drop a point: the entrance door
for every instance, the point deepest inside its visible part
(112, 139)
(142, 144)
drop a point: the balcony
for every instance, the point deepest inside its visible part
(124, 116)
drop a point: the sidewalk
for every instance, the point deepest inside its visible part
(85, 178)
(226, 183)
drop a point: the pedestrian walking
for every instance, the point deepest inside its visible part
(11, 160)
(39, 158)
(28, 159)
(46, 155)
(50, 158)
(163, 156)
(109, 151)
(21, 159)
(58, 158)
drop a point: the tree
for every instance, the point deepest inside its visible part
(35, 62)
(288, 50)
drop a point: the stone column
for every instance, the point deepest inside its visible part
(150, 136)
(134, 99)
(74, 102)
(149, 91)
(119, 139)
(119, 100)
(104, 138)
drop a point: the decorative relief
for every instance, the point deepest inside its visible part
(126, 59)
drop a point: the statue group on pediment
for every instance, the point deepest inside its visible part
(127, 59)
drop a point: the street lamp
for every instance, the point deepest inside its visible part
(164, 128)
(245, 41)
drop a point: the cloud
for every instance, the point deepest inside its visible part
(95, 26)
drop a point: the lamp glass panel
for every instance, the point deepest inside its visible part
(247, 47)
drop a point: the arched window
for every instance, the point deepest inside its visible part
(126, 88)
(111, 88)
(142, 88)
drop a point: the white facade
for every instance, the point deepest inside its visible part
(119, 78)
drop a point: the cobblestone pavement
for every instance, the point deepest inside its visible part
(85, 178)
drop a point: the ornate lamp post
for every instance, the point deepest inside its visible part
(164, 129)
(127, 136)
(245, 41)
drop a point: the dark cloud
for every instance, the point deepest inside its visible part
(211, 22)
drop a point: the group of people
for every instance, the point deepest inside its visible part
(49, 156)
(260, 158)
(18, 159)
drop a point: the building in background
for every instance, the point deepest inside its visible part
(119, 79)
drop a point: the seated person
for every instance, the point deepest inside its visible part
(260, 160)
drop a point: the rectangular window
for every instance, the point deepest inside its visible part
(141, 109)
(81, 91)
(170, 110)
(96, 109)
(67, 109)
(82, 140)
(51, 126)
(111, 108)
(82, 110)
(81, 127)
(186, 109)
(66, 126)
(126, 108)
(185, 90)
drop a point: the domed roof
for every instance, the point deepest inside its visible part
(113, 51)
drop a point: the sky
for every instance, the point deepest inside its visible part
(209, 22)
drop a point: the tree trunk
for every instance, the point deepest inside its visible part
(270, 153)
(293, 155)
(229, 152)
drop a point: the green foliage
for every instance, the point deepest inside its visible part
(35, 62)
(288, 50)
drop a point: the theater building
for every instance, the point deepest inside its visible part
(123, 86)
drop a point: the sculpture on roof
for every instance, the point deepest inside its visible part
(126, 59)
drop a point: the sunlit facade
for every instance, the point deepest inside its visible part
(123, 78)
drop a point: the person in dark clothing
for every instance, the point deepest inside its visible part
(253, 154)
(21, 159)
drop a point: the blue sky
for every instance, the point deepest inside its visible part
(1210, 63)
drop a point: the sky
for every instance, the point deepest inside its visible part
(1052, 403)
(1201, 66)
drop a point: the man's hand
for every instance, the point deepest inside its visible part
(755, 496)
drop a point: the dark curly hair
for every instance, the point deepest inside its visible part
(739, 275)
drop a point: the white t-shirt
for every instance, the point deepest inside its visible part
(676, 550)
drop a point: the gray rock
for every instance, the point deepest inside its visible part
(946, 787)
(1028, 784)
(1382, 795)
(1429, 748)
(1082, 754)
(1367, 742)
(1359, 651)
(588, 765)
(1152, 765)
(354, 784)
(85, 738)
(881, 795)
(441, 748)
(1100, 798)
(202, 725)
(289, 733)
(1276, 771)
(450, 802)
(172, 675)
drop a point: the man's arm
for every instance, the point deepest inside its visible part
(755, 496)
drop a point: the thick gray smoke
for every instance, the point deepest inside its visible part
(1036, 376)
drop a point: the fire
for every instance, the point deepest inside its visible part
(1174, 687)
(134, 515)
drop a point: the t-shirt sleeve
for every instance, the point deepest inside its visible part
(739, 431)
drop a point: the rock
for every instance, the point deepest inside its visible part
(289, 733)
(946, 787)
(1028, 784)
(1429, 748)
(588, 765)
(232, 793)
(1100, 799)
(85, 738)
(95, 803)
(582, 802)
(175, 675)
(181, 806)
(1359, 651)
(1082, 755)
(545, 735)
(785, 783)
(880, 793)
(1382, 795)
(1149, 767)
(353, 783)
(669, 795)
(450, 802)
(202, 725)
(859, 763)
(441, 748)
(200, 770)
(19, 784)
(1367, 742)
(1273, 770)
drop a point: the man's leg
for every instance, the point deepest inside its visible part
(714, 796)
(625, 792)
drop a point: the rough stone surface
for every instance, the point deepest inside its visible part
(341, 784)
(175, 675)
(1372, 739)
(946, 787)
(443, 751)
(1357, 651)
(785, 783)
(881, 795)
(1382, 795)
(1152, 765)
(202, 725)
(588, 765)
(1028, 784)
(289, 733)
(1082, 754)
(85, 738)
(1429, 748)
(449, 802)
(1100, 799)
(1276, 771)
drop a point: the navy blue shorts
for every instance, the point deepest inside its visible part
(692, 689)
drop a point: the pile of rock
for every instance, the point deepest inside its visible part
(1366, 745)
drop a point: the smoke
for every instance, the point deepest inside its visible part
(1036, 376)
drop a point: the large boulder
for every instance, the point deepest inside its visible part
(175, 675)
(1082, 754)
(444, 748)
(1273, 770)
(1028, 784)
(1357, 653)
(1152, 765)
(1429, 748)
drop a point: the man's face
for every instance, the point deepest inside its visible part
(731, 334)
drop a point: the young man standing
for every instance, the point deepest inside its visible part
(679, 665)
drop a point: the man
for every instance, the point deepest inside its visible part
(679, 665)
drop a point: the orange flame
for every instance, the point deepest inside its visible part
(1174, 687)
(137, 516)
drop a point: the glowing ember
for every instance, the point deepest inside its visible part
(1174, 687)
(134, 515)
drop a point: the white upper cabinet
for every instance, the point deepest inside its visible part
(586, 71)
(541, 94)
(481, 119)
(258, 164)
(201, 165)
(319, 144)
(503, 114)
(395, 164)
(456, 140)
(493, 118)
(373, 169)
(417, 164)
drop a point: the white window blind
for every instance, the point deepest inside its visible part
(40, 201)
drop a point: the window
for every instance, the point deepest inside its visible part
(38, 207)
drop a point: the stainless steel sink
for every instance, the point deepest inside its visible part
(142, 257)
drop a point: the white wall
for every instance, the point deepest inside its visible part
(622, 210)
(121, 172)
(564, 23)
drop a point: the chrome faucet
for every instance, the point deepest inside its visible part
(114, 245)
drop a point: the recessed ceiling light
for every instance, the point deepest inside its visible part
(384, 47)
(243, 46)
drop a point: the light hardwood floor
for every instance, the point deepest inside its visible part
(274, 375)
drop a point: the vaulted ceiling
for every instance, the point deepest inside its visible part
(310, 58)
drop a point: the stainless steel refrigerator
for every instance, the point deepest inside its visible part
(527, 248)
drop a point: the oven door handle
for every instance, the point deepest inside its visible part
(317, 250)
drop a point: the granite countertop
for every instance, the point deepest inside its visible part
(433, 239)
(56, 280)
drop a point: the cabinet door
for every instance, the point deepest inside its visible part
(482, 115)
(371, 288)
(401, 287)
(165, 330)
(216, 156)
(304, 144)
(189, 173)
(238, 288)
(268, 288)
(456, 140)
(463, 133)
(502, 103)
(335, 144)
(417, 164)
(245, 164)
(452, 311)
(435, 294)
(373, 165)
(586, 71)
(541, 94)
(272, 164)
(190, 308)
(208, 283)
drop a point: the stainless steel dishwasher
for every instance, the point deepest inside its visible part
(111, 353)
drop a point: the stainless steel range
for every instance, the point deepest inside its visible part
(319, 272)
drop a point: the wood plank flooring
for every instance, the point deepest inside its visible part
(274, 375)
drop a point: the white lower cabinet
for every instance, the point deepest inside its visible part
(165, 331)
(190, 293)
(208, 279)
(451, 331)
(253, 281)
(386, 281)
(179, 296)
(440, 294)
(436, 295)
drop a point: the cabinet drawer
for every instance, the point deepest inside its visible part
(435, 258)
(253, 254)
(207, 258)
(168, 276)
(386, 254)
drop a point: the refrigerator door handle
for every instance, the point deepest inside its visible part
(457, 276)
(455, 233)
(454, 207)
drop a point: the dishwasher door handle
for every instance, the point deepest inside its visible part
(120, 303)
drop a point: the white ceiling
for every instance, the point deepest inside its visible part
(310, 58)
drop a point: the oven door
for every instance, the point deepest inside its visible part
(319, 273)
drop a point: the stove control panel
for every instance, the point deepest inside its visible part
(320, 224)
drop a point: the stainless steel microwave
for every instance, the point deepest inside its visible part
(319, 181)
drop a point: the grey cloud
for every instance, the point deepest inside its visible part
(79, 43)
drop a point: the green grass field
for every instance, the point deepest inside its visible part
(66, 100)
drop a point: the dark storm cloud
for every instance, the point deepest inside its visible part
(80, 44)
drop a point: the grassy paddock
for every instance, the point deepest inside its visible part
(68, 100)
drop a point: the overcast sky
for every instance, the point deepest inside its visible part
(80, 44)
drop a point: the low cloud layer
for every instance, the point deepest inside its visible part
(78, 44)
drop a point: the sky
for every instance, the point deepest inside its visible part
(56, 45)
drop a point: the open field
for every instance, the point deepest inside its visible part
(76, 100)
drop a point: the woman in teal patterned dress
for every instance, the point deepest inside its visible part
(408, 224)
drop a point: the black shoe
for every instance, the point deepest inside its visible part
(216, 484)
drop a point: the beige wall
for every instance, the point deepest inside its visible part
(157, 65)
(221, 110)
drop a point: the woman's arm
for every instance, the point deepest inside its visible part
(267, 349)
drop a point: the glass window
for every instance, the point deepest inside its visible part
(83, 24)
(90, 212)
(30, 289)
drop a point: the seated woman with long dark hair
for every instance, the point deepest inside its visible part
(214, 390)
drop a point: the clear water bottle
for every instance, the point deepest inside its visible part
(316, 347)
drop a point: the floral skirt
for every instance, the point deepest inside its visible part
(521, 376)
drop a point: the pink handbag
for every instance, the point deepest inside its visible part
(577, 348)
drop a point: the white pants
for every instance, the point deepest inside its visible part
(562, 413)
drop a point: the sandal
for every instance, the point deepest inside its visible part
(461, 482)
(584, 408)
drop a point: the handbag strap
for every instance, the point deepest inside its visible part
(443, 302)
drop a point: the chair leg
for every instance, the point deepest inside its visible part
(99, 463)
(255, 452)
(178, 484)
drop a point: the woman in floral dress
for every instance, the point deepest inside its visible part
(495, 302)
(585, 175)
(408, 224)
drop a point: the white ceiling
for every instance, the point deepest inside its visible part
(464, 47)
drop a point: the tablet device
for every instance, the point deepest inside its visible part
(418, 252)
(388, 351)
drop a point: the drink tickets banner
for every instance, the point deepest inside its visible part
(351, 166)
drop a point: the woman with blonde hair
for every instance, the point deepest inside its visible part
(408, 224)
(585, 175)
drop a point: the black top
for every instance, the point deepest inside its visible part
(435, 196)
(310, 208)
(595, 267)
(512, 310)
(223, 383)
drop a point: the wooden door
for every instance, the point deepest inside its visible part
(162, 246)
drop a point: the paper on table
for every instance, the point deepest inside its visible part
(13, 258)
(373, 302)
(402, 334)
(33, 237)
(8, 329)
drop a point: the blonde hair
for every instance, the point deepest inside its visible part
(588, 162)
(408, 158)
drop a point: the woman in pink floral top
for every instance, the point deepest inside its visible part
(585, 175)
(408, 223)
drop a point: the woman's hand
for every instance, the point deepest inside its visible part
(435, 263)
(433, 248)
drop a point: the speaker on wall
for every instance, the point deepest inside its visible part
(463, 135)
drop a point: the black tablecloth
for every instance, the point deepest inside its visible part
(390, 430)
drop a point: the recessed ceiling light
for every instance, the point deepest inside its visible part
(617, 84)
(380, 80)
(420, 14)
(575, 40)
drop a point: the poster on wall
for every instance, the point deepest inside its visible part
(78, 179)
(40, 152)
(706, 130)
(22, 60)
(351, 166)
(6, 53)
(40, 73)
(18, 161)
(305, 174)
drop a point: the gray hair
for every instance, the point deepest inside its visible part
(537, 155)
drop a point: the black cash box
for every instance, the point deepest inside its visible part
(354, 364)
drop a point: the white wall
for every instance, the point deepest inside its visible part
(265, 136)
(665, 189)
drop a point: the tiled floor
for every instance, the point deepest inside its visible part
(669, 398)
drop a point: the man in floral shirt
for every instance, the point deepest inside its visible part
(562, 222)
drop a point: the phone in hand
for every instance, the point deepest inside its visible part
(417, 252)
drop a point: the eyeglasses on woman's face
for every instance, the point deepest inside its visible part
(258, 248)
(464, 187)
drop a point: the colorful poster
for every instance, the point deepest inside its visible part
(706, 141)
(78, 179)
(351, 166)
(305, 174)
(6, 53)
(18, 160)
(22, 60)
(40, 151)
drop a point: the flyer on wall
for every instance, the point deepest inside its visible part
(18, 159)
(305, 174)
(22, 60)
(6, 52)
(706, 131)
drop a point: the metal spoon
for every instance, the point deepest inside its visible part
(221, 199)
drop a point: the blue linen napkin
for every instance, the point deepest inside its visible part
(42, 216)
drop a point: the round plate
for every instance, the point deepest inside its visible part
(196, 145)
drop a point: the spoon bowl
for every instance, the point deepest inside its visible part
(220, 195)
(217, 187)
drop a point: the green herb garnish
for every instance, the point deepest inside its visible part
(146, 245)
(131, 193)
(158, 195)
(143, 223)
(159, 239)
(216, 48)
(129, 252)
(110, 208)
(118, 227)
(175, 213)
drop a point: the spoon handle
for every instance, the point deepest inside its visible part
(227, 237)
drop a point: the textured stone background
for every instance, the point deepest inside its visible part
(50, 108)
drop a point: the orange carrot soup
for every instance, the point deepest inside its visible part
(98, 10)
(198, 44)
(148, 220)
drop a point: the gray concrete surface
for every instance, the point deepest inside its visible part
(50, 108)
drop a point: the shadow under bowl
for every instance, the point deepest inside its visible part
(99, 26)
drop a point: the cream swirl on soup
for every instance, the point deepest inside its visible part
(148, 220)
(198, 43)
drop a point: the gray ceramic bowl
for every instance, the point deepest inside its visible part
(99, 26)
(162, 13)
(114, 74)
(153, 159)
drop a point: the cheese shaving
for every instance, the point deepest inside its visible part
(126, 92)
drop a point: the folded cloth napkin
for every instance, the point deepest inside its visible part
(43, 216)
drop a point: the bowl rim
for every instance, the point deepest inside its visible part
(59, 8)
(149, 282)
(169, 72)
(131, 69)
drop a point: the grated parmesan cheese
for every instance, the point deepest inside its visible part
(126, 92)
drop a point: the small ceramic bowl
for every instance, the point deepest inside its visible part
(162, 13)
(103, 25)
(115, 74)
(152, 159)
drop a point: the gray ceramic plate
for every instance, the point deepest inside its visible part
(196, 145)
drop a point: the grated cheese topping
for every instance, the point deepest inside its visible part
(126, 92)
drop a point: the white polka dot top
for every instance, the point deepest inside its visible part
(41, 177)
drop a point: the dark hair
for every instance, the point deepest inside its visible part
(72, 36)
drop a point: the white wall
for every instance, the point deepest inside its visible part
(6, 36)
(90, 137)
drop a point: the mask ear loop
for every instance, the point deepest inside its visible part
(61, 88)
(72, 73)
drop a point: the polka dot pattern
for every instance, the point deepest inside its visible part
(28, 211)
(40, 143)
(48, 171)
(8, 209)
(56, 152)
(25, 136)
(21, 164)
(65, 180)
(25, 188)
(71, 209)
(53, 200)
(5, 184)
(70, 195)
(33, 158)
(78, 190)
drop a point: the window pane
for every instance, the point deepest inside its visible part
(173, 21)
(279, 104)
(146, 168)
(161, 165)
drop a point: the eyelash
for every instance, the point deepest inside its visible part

## [Task requirements]
Quote the stretch of the records from the line that contains "drop a point: the window pane" through the end of the records, both ends included.

## [Final result]
drop a point: the window pane
for every instance, the point deepest inside its visible part
(173, 21)
(279, 104)
(146, 168)
(161, 165)
drop a point: the eyelash
for every instance, the point deepest inside its visible part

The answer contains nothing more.